Manufacturing CEOs are feeling quite a bit better about President Trump’s trade-negotiating tactics in the wake of the new U.S.-Mexico-Canada Agreement that is set to replace the decades-old North American Free Trade Agreement (NAFTA). In general, CEOs may worry less that Trump’s attempts to restrict free trade will put a damper on the otherwise-hot U.S. economy.
General Motors CEO Mary Barra, Ford Motor CEO Jim Hackett and Fiat Chrysler CEO Mike Manley—along with their counterparts across the Tier One supplier community in North America—are particularly relieved because it appears their companies will be able to finesse the stiffer U.S.-content and labor-rate requirements of the new agreement without having to alter their investment plans nearly as much as they’d initially feared.
“This agreement is vital to the success of the North American auto industry,” GM said in a statement after the White House announced the new multilateral accord after many months of Trump’s arm-twisting of the nation’s neighbors to the north and south. Congress still must approve the U.S.-Mexico-Canada Agreement, which is not a given considering the mid-term elections coming up.

▸ EXERCISE DATA:
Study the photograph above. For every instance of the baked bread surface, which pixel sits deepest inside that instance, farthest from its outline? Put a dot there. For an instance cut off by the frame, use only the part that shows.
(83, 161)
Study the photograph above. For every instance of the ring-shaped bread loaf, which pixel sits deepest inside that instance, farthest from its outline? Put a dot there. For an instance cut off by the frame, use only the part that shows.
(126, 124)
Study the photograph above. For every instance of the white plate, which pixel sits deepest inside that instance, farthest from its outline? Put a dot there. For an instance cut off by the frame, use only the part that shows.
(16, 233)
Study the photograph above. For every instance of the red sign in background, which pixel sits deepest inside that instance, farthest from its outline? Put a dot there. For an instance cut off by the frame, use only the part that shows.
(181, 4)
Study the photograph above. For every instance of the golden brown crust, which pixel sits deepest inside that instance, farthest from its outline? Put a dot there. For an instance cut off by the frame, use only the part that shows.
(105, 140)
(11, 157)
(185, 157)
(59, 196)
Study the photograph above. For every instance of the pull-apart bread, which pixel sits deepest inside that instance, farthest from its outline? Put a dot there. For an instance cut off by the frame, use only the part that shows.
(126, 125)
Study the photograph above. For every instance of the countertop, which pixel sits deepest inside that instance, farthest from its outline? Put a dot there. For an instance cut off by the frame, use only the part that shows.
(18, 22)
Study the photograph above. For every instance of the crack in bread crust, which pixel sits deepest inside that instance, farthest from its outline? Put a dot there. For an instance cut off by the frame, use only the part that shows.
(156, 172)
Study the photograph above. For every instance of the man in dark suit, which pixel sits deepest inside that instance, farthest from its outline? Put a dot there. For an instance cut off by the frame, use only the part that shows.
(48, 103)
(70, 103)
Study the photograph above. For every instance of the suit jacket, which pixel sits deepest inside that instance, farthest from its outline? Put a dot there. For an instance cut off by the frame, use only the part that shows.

▸ EXERCISE AIM: Echo the text about manufacturing CEOs and the new U.S.-Mexico-Canada Agreement word for word, in full. You can set the items aside; they aren't needed for anything here.

▸ RESPONSE:
Manufacturing CEOs are feeling quite a bit better about President Trump’s trade-negotiating tactics in the wake of the new U.S.-Mexico-Canada Agreement that is set to replace the decades-old North American Free Trade Agreement (NAFTA). In general, CEOs may worry less that Trump’s attempts to restrict free trade will put a damper on the otherwise-hot U.S. economy.
General Motors CEO Mary Barra, Ford Motor CEO Jim Hackett and Fiat Chrysler CEO Mike Manley—along with their counterparts across the Tier One supplier community in North America—are particularly relieved because it appears their companies will be able to finesse the stiffer U.S.-content and labor-rate requirements of the new agreement without having to alter their investment plans nearly as much as they’d initially feared.
“This agreement is vital to the success of the North American auto industry,” GM said in a statement after the White House announced the new multilateral accord after many months of Trump’s arm-twisting of the nation’s neighbors to the north and south. Congress still must approve the U.S.-Mexico-Canada Agreement, which is not a given considering the mid-term elections coming up.